> Instruções
A – Segundo a reportagem sobre a absolvição, a que pena o homem havia sido condenado?
B – Enumere todas as características pelas quais o homem foi reconhecido, conforme a reportagem sobre a absolvição.
C – Prossiga a reportagem sobre a absolvição a partir de sua última frase.

> Texto

◇ ◇ ◇

Homem estava preso desde novembro de 2019.
REUTERS/LUKE MACGREGOR
Homem foi
identificado por cor da pele, formato do rosto e cor do boné. Foto que levou
vítimas a ele é de outro local e está embaçada
Um homem em situação de rua foi absolvido de uma condenação a seis anos e oito meses de reclusão após o TJ-SP (Tribunal de Justiça de São Paulo) acatar um pedido da Defensoria Pública do Estado. Preso desde novembro de 2019, ele havia sido acusado de um assalto com posse de arma de fogo em uma cidade do interior do estado*. O órgão alegou que a prisão ocorreu a partir de um procedimento irregular de reconhecimento, o que teria influenciado diretamente na decisão.
Entre a
detenção, a sentença e a absolvição, o réu ficou preso por mais de um ano e
meio. O homem havia sido reconhecido por características como a cor da pele
(negra), o formato fino do rosto e a cor do boné.
De acordo com
as próprias vítimas do assalto, o salão de beleza em que trabalham, onde
ocorreu o crime, não possuía boa iluminação, e apenas uma das duas conseguiu
ver o rosto do assaltante – somente de perfil.
A primeira
identificação se deu após uma cliente do salão mostrar ‘prints’ das gravações
da câmera de segurança de seu bairro, e a partir deles uma das funcionárias
disse tê-lo reconhecido. As duas imagens, às quais a reportagem teve acesso e
sem autorização para divulgar, não são do local do crime e têm baixíssima
qualidade. Nas capturas de tela, é possível ver apenas a cor da pele e o tipo
físico do homem, que aparece em uma rua residencial de mochila e boné. Seu
rosto, porém, está bastante embaçado em ambas.
Posteriormente,
quando apresentado aos ‘prints’, o réu se reconheceu nas gravações das câmeras
daquela rua, pois costumava pedir dinheiro e oferecer serviços de limpeza de
calçadas e poda de árvores no bairro, mas assegurou que não era o autor do
crime no salão de beleza e que o fato de transitar pela região não tinha
relação com o caso.

◇ ◇ ◇

[Rótulos de fotos com caixas delimitadoras]
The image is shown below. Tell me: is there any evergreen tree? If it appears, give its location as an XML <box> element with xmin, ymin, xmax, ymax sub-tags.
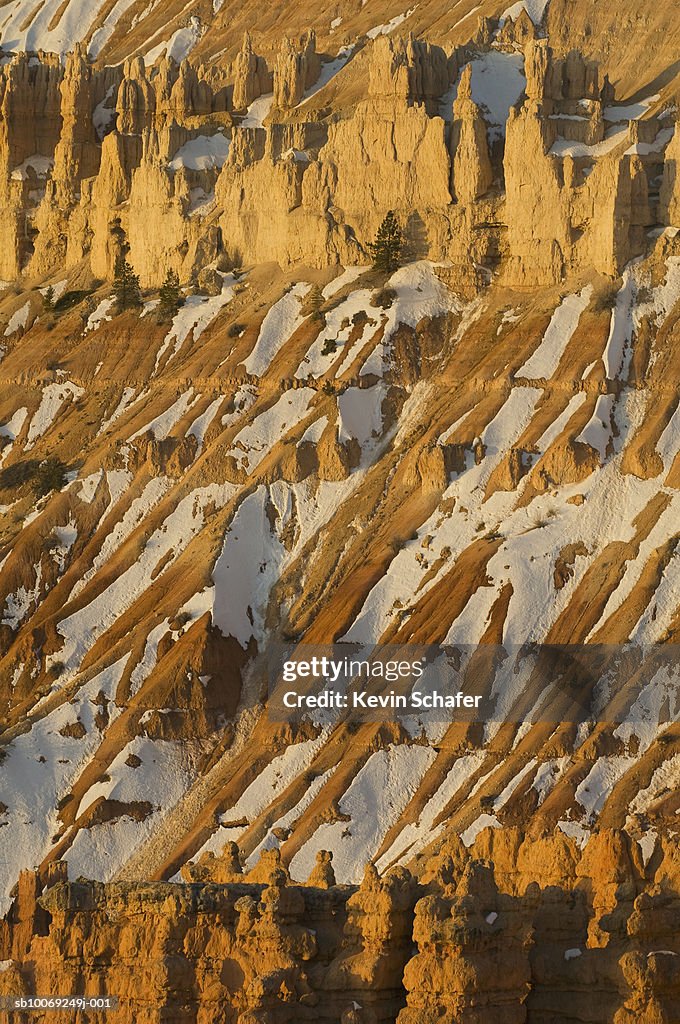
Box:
<box><xmin>36</xmin><ymin>456</ymin><xmax>67</xmax><ymax>498</ymax></box>
<box><xmin>369</xmin><ymin>210</ymin><xmax>403</xmax><ymax>273</ymax></box>
<box><xmin>158</xmin><ymin>270</ymin><xmax>182</xmax><ymax>324</ymax></box>
<box><xmin>114</xmin><ymin>253</ymin><xmax>141</xmax><ymax>313</ymax></box>
<box><xmin>42</xmin><ymin>285</ymin><xmax>54</xmax><ymax>313</ymax></box>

◇ ◇ ◇

> Respostas às tarefas
A – A seis anos e oito meses de reclusão.

B – A cor da pele (negra), o formato fino do rosto e a cor do boné.

C –
A defensora
pública responsável pelo pedido de absolvição, Thais Guerra Leandro, relatou em
detalhes ao R7 como
ocorreu a prisão. Primeiro, após a primeira identificação (extraoficial) com as
imagens apresentadas pela cliente, o marido de uma das vítimas reconheceu o
homem visto nas câmeras e avisou a polícia, garantindo que fosse preso. Entre
seus pertences não havia qualquer objeto que fosse suspeito.
Como ele vivia
em situação de rua e transitava sempre pelos mesmos lugares, lembra ela, era
fácil encontrá-lo pelo bairro.
Desta busca
pelo morador de rua veio a primeira falha na prisão, destaca a defensora: “a
princípio, durante o reconhecimento, a vítima não reconheceu o réu na delegacia
e achou que ele era diferente [do criminoso]. Mas o delegado colocou o boné no
acusado, e aí ela disse ter certeza de que era ele. Aí esteve o erro”. Na
sequência, uma das vítimas convenceu a segunda a reconhecer o acusado, e então,
no depoimento, ambas confirmaram a identificação.
Guerra
argumenta que é necessário questionar como os reconhecimentos são feitos, a
exemplo deste caso, e que, a depender da forma, eles induzem a vítima a
reconhecer determinada pessoa.
“O fato de o
delegado colocar o boné na cabeça do acusado induz a vítima a dizer que foi
ele. Ela está ali como alguém que quer valorizar o trabalho do policial, e
qualquer forma de induzir cria na vítima uma falsa memória. Além disso, quando
você vai pra delegacia e o policial não alerta que não necessariamente você
precisa reconhecer alguém, e já se sabe que o suspeito já foi preso, isso
também induz a reconhecer alguém”, afirma.
De acordo com o
artigo 226 do Código Penal, ao se fazer o reconhecimento, antes a vítima (ou
testemunha) deve descrever o acusado, para só assim ser colocado, se possível,
ao lado de várias outras pessoas semelhantes, num processo chamado de
alinhamento. O procedimento reduz a possibilidade de erros e aumenta a
credibilidade do reconhecimento, diz Thais.
As
características fornecidas pelas vítimas no depoimento, relembra, foram o rosto
fino, cor “parda escura”, aparência de usuário de drogas (devido ao porte
físico) e a altura em torno de 1,70 m.
“Em termos de
ser humano, ela se recorda da altura, que era magro e que tinha cor parda
escura. É uma descrição em que se pode parar centenas de pessoas na rua. E o
que acontece muito em casos assim são vítimas brancas reconhecendo réus
negros”, comenta a defensora, ao destacar que o racismo muitas vezes atravessa
este procedimento, e citando um estudo, que aponta que as pessoas possuem
maior facilidade para reconhecer diferenças sobre outros indivíduos da mesma
cor.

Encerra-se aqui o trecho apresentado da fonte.